DATASET EXTRACT Block Start
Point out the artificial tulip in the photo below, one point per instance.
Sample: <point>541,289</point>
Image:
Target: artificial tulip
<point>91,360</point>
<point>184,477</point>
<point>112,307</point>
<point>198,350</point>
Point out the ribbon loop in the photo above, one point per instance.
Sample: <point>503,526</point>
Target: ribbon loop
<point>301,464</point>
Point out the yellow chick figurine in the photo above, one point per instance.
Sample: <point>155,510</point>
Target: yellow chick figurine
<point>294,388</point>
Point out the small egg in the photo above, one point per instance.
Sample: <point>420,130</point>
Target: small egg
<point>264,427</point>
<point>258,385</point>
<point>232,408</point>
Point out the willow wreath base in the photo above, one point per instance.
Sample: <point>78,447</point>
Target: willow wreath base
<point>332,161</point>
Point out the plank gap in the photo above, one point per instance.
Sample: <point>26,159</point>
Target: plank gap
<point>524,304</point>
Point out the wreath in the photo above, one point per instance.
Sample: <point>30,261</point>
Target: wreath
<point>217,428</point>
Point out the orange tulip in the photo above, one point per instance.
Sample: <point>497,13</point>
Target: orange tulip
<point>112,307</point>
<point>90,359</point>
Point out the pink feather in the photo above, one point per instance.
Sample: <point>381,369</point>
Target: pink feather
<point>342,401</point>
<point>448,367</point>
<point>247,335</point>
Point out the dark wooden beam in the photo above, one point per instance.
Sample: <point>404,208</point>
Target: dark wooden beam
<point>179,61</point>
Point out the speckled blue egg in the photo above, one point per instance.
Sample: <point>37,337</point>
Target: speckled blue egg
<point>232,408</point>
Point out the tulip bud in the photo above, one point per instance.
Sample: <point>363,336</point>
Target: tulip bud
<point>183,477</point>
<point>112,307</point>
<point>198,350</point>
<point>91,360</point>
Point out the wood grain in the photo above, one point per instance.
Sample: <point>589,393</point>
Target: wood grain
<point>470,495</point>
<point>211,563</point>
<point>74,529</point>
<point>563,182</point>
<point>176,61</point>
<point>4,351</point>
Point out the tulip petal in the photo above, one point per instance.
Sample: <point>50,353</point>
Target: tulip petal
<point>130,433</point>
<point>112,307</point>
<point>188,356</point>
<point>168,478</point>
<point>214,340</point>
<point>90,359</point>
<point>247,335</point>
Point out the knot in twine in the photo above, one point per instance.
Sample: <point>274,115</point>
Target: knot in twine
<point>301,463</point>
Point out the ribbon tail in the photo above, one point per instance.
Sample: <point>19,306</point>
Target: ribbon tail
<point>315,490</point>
DATASET EXTRACT Block End
DIRECTIONS:
Would you write out all of the data exactly as given?

EXERCISE OUTPUT:
Point out the artificial tulip in the photo below, one point per instance.
Sample: <point>541,289</point>
Image:
Target: artificial tulip
<point>91,360</point>
<point>184,477</point>
<point>112,307</point>
<point>198,350</point>
Point out the ribbon loop in the photo above, one point per instance.
Sample: <point>503,526</point>
Target: ribbon loop
<point>301,464</point>
Point out the yellow chick figurine in the photo above, one point per instance.
Sample: <point>155,510</point>
Target: yellow chick figurine
<point>294,388</point>
Point out the small egg in the photo above, one point per instance.
Sample: <point>420,130</point>
Target: small egg
<point>264,427</point>
<point>258,385</point>
<point>232,408</point>
Point out the willow wreath base in the photo above, one point per instance.
Sample: <point>78,447</point>
Target: willow wreath base
<point>332,161</point>
Point out the plank gap in the photo above, one point per instance.
Sample: <point>26,159</point>
Target: plank gap
<point>524,304</point>
Point out the wreath in the photo above, one point per instance.
Sample: <point>30,261</point>
Target: wreath
<point>217,428</point>
Point out the orange tulip in the photo above, one point per instance.
Sample: <point>497,13</point>
Target: orange tulip
<point>112,307</point>
<point>90,359</point>
Point out the pink feather in the photo above, one point per instance.
Sample: <point>381,369</point>
Target: pink feather
<point>342,401</point>
<point>448,367</point>
<point>247,335</point>
Point out the dark wooden beam in the photo above, one point per instance.
Sample: <point>404,208</point>
Target: dark wooden beam
<point>179,61</point>
Point out the speckled blue egg in the photo above, one point per instance.
Sample: <point>37,337</point>
Target: speckled blue egg
<point>232,408</point>
Point out the tulip bud in the photo above, one point per instance.
Sample: <point>363,336</point>
Target: tulip bud
<point>183,477</point>
<point>112,307</point>
<point>198,350</point>
<point>91,360</point>
Point out the wood grain in the photo above, one point per instance.
Sample: <point>589,393</point>
Target: wood grain
<point>470,495</point>
<point>211,563</point>
<point>74,529</point>
<point>563,182</point>
<point>176,61</point>
<point>4,351</point>
Point out the tulip petal in the photo above, one point per instance.
Sample: <point>50,353</point>
Target: tulip petal
<point>130,433</point>
<point>112,307</point>
<point>188,356</point>
<point>168,478</point>
<point>214,340</point>
<point>90,359</point>
<point>247,335</point>
Point out the knot in twine in the photo above, one point per instance.
Sample: <point>274,115</point>
Target: knot in twine
<point>301,463</point>
Point out the ribbon tail in the photo above, one point per instance.
Sample: <point>19,306</point>
Target: ribbon tail
<point>315,490</point>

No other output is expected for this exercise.